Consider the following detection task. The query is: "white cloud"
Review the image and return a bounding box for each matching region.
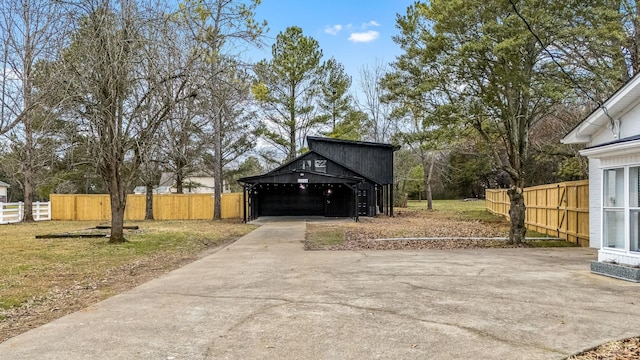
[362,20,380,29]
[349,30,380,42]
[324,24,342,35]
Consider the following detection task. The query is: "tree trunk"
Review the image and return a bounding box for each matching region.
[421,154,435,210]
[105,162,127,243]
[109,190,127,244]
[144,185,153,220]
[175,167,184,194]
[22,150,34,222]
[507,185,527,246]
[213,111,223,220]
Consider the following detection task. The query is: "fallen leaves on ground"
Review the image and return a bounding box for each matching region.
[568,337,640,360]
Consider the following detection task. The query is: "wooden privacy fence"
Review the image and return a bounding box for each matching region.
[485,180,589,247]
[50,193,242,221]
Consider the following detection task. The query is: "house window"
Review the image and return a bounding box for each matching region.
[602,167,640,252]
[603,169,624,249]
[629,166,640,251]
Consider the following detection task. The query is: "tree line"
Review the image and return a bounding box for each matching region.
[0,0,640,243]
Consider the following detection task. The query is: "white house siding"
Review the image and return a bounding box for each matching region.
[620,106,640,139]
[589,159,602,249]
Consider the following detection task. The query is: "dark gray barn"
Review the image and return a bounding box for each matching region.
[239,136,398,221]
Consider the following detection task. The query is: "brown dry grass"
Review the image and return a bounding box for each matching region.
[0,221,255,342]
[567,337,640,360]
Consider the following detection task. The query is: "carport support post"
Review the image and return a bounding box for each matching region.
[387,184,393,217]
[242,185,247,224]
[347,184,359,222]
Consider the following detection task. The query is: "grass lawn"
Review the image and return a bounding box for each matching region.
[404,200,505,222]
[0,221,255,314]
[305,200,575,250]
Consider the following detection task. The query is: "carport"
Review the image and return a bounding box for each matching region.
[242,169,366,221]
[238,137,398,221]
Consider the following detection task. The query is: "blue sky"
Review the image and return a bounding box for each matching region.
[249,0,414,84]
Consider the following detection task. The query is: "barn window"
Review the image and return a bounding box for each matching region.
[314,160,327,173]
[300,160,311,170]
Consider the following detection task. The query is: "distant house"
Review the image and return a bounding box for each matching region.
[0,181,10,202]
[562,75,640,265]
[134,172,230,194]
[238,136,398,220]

━━━━━━━━━━━━━━━━

§ **Problem statement**
Could you retype all of the records above word for word, leaving out the picture?

§ **Exercise solution**
Consider the following detection task. The query is: "white cloud"
Review the image and return a bounding box for each matching region.
[362,20,380,29]
[349,30,380,42]
[324,24,342,35]
Consider the following detection task. The query is: "tree trunk"
Review the image and return a bounding box for each matching region.
[421,154,435,210]
[105,162,127,243]
[109,190,127,244]
[144,185,153,220]
[175,167,184,194]
[22,150,34,222]
[507,185,527,246]
[213,111,223,220]
Consider the following detection task. The query is: "fallen leaves on ground"
Review the image and return a bounding box for each matching region.
[568,337,640,360]
Consider the following detection task. The query is: "wooden privacy fence"
Review the image and return a bounding box for each matching region.
[485,180,589,247]
[50,193,242,221]
Consider the following detection task. The query is: "house window"
Review the image and return a bounding box for each matching region.
[602,167,640,252]
[603,169,624,249]
[629,166,640,251]
Consider the following detection task. The query is: "tree line"
Review the image and return a bounding box for each matching region.
[0,0,640,243]
Consider the following detection task. The query is: "white house siding"
Review the image and return a bounding box for each matching region.
[620,106,640,139]
[589,159,602,249]
Consider the following detection task. The query is: "dark gray barn"
Review the image and return a bounding box for each matching region.
[239,136,398,221]
Consider the following detection task. The query is: "brown dry grass"
Review the image and return a bounding box for each matching region.
[0,221,255,342]
[567,337,640,360]
Consider the following detection task. The query is: "carport support post"
Review the image and return a bounding box for each matching region.
[387,184,393,217]
[242,185,247,224]
[347,184,359,222]
Consider the following detection task. The query is: "grass lawn"
Review the image and return a bounding box for each matching region.
[404,200,505,222]
[0,221,255,314]
[305,200,575,250]
Consider the following detection task. The query is: "carport"
Review the image and return a bounding box for each matching region.
[242,169,366,221]
[238,137,398,221]
Consider the following detection task. The query is: "blue sky"
Review the image and return a bounding box for each matching region.
[249,0,414,84]
Consider the following detection task. The query is: "barn window"
Review the image and return a bounding box for each matching region.
[314,160,327,173]
[300,160,311,170]
Consider the following detection task. The query is: "distant house"
Review the image and return a bounding box for each matching region.
[0,181,10,202]
[562,75,640,265]
[134,172,230,194]
[238,136,398,220]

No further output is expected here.